--- START OF Entries shown ---
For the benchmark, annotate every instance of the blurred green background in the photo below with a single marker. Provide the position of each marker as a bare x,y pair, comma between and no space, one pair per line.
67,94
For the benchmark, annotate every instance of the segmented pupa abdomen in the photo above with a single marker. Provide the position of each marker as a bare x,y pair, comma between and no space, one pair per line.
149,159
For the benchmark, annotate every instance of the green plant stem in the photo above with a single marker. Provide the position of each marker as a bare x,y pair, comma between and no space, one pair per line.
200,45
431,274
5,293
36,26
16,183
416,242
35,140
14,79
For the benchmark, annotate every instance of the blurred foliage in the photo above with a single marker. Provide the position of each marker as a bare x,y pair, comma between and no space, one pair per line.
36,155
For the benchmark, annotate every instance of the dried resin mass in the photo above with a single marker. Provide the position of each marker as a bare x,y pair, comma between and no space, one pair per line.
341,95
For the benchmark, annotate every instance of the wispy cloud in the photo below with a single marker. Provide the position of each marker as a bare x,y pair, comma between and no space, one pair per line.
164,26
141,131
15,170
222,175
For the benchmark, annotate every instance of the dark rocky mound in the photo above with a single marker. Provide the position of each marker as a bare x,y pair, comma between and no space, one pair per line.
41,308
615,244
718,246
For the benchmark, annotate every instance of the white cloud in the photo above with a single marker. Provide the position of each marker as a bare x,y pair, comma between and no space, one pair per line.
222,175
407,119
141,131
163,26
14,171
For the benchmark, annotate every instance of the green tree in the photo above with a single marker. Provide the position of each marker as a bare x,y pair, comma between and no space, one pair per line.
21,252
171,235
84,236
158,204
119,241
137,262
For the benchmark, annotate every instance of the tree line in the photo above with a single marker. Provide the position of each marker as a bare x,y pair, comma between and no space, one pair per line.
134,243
--- END OF Entries shown ---
▶ [Problem to solve]
Extract all lines as given.

▶ [Worked answer]
For the benchmark, annotate every instance of the blurred green background in the photo below with a single marker. Provide the position of each marker as a bare x,y pair, comma between and no space, one pair per line.
67,94
For the benchmark, annotate every instance of the segmented pupa abdomen in the photo above with a single marker. Provide the position of each marker as a bare x,y pair, comma between and no space, one pair per line.
149,159
For the benchmark, annotate every instance of the green plant stem in the photo above with a single marker. Provide the position of each marker as a bare x,y pair, comma between and no space, one pair per line.
200,45
431,274
5,293
36,26
16,183
416,242
35,140
14,79
For the benchmark, annotate every instance of the blurred foliage in the photo above with a single marker. Provide the position of each marker as a bare x,y pair, comma between and no space, one pair per line.
36,155
For the benchmark, annotate every instance of the dried resin mass in the photo above with a single marker. Provide the position of each marker as a bare x,y pair, comma between and no space, one pair per line.
341,95
For the benchmark, annotate every instance of the wispy cloud in the photo below with a single marker. Provide the position of each marker as a bare x,y pair, comma between and no space, one pair per line.
164,26
141,131
15,170
222,175
For the benchmark, annotate every instance of the dark rocky mound in the photo above with a single marker. Provide the position of each marker as a bare x,y pair, comma between and no space, one pair per line.
41,308
615,244
718,246
For the benchmark, annotate every instance of the white cloud in the photo above with a single marker. Provide the position of each marker as a bare x,y pair, comma between and no space, one pair per line.
222,175
407,119
141,131
163,26
14,171
For the benchmark, annotate every instance of the green tree in the photo above with a single marker. Provide the position of each marker as a bare x,y pair, comma between and no space, one pair per line.
21,252
171,235
84,236
158,204
119,241
137,262
For the benchmark, annotate every instance of the tree line in the photo above with a single marker. Provide the position of each marker as a bare x,y pair, comma between and no space, one pair per line.
134,243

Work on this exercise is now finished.